TASK DESCRIPTION: Reproduce verbatim every line from the one that includes "Target: exposed rock" to the closing line of the entries; omit everything before it.

TASK INPUT:
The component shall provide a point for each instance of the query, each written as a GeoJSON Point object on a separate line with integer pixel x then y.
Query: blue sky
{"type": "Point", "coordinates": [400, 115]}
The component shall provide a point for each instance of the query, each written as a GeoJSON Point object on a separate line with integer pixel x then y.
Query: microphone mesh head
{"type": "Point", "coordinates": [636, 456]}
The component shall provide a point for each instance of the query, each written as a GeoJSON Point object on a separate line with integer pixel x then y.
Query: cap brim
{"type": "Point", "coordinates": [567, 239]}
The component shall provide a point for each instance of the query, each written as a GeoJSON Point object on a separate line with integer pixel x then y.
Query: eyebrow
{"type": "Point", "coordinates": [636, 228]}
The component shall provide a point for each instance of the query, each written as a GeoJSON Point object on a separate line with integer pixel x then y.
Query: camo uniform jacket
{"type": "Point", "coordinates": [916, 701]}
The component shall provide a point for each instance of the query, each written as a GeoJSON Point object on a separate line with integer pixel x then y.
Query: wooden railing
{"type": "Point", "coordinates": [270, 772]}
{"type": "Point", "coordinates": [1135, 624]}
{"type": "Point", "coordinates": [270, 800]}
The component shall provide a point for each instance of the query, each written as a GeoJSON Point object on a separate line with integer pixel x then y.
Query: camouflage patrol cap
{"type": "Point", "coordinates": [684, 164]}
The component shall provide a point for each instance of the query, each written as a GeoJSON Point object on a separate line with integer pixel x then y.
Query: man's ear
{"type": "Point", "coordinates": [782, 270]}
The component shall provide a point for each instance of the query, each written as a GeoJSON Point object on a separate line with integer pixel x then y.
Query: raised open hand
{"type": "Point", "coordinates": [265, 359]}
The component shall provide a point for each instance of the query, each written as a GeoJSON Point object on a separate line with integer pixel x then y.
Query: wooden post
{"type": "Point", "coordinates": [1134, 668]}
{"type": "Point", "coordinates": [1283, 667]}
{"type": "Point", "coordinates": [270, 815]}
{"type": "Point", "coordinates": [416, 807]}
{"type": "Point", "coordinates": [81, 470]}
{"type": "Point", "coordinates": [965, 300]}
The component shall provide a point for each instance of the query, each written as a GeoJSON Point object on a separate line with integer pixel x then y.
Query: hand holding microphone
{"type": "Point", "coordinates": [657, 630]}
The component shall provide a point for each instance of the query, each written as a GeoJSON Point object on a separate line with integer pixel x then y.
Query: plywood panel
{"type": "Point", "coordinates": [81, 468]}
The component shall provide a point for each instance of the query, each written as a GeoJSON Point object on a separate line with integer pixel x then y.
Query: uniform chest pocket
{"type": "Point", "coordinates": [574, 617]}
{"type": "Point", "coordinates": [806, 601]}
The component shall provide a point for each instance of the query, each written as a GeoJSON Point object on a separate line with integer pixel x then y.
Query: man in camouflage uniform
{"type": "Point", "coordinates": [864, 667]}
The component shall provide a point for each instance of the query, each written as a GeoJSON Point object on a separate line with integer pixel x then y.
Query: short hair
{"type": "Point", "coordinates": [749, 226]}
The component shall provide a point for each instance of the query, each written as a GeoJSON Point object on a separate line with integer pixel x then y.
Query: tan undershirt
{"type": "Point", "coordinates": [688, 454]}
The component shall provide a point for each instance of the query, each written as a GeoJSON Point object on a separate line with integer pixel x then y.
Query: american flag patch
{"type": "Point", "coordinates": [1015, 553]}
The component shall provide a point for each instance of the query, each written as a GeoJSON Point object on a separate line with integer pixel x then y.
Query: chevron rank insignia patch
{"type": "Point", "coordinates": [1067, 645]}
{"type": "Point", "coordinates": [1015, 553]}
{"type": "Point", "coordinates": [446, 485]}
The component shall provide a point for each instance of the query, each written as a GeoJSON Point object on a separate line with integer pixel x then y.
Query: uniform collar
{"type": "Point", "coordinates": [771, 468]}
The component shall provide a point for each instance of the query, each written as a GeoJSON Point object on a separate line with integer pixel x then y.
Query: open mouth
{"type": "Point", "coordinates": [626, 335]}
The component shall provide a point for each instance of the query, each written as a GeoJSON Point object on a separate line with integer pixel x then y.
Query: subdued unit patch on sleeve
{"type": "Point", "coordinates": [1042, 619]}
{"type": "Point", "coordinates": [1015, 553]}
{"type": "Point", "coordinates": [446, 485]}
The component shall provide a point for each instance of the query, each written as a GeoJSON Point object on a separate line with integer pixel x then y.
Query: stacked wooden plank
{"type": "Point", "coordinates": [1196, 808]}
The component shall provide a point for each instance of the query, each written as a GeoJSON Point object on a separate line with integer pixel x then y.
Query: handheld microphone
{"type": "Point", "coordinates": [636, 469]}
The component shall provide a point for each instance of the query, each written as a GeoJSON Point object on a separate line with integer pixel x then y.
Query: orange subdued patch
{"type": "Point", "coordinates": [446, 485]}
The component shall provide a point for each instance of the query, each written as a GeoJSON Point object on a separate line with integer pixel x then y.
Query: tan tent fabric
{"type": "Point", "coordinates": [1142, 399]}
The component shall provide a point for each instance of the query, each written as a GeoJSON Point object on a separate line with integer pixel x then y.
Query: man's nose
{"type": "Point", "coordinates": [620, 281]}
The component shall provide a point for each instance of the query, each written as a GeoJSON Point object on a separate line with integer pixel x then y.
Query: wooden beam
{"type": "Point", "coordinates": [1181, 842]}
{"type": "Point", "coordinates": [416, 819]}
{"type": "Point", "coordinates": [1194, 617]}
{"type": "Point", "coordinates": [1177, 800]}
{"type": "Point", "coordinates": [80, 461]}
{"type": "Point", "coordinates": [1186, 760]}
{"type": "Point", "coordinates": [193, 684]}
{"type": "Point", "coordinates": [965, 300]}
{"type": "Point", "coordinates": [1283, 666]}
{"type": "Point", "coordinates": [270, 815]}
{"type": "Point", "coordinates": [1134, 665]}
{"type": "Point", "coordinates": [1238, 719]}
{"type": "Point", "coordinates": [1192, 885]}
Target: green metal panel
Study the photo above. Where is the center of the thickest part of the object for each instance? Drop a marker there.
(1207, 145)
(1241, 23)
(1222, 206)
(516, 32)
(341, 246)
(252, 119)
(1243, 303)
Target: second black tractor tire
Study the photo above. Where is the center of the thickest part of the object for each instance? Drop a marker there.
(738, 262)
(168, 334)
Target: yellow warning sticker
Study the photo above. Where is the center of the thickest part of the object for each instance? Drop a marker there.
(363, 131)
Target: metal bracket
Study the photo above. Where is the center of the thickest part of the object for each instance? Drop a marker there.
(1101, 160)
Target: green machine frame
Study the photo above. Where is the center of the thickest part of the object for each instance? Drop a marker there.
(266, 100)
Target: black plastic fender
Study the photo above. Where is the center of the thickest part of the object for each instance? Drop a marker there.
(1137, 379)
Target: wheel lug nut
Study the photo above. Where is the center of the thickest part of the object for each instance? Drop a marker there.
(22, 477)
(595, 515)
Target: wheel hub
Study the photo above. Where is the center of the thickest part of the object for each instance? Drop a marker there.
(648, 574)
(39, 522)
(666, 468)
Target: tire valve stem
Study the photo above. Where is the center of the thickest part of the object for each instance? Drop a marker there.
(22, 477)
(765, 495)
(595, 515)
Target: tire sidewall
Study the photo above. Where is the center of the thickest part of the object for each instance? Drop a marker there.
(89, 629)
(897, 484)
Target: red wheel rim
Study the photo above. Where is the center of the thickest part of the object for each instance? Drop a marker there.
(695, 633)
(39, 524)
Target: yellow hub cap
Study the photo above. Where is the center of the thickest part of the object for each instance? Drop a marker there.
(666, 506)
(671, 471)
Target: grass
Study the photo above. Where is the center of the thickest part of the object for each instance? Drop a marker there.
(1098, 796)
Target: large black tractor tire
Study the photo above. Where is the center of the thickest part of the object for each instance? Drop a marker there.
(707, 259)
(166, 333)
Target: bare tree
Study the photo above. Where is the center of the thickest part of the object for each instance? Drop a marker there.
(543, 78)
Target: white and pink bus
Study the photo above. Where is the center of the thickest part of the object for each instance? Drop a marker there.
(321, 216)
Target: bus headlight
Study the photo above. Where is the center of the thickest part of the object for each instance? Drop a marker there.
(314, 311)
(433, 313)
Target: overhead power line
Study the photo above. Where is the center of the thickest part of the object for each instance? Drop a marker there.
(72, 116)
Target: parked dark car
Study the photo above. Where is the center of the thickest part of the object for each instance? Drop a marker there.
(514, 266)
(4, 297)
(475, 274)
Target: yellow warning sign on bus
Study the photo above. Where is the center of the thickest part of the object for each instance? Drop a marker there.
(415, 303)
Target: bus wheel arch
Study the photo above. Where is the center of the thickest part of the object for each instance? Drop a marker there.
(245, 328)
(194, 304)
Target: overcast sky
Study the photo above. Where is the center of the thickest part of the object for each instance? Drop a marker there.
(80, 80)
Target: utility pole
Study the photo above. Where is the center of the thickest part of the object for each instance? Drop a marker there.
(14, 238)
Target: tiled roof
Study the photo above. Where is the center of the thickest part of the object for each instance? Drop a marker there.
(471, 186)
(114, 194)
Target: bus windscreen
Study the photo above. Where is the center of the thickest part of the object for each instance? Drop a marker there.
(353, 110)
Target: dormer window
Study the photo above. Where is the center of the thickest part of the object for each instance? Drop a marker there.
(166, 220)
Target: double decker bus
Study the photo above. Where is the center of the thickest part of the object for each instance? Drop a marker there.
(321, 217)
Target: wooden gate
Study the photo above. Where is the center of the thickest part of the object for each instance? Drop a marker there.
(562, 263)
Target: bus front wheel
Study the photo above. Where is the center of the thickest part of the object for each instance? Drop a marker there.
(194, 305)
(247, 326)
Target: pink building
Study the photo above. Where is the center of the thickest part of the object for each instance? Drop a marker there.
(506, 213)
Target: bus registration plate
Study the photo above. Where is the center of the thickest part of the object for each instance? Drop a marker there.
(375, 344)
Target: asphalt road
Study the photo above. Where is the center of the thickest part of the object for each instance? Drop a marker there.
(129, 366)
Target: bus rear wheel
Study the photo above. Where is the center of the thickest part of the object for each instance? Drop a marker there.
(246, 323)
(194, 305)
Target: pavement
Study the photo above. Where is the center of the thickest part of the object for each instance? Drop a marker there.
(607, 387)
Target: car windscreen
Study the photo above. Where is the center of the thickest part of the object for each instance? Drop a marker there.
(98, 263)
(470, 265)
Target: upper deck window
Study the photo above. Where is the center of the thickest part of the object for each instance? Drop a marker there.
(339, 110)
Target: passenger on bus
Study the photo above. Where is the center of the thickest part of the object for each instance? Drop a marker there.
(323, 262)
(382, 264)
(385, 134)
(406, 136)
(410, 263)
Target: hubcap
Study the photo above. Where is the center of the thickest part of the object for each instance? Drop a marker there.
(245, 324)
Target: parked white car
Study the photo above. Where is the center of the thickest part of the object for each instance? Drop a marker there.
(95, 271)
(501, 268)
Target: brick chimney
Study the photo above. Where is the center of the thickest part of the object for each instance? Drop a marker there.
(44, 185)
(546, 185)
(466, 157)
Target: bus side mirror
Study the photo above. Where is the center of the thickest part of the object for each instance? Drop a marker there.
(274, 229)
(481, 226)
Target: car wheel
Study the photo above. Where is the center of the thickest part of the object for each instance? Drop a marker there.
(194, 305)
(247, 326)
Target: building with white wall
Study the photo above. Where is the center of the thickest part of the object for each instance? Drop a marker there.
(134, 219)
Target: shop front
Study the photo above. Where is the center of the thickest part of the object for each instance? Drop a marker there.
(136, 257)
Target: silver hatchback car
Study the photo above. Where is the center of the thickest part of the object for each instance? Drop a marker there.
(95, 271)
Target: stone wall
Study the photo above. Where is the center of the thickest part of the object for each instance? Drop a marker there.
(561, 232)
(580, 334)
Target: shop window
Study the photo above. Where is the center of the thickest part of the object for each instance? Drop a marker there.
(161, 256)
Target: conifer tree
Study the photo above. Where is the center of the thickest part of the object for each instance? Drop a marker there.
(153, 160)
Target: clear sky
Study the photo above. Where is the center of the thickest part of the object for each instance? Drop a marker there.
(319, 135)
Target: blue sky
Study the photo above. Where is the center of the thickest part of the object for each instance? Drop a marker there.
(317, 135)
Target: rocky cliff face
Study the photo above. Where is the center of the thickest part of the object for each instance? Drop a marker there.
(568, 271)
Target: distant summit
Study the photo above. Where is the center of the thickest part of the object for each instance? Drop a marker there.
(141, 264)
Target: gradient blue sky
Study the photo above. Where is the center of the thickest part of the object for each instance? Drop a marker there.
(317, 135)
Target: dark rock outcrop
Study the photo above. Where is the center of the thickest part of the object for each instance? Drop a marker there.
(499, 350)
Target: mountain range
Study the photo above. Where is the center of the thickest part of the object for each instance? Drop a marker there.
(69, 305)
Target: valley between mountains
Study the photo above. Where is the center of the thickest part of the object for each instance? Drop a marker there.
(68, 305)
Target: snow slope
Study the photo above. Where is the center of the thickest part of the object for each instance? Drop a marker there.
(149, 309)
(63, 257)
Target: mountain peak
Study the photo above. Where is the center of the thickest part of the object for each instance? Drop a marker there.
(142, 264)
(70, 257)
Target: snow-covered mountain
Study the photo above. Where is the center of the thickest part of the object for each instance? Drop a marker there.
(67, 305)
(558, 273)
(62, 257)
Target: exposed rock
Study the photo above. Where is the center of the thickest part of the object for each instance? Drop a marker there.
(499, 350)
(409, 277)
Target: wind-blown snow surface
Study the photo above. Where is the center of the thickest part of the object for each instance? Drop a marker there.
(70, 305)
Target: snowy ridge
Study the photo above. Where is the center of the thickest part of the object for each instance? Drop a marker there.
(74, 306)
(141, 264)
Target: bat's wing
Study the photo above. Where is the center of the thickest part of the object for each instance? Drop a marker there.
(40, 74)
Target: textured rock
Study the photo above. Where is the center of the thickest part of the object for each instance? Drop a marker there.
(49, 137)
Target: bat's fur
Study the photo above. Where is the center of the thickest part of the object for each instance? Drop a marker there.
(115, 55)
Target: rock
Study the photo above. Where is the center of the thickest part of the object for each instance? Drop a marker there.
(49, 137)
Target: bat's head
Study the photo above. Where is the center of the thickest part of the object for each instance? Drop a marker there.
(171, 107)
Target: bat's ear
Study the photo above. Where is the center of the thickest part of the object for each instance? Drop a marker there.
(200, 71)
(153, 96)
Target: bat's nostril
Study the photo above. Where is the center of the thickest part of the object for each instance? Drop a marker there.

FULL OUTPUT:
Target: exposed rock
Study the photo above. Where is the center of the thickest part of the object for each instance? Drop a marker there.
(499, 350)
(409, 277)
Target: wind-blown snow surface
Study the photo above. Where is the center of the thickest part of the object for each instance? Drop a marker there.
(70, 305)
Target: snowy ridge
Study the photo above. Where is the center of the thickest part of the object for each instance? Drop a marker there.
(74, 306)
(141, 264)
Target: bat's wing
Study the photo above. Where is the center of the thickest part of the object for each instance? Drop a marker there.
(40, 74)
Target: textured rock
Study the photo above. Where is the center of the thickest part of the object for each instance? Drop a marker there.
(49, 137)
Target: bat's fur
Study the photo above. Where is the center of the thickest part of the object for each instance? Drop a marker there.
(115, 55)
Target: rock
Study the photo above. Where is the center of the thickest part of the object for each instance? Drop a marker there.
(49, 137)
Target: bat's head
Study the photo above. Where is the center of the thickest part of the object for each instance? Drop a marker there.
(171, 107)
Target: bat's ear
Study the photo above. Where is the center of the thickest part of the object for each instance? Drop a marker there.
(200, 71)
(153, 96)
Target: bat's nostril
Study the photo above. Where is the center of the thickest part of the object for each instance? Drop a marker there.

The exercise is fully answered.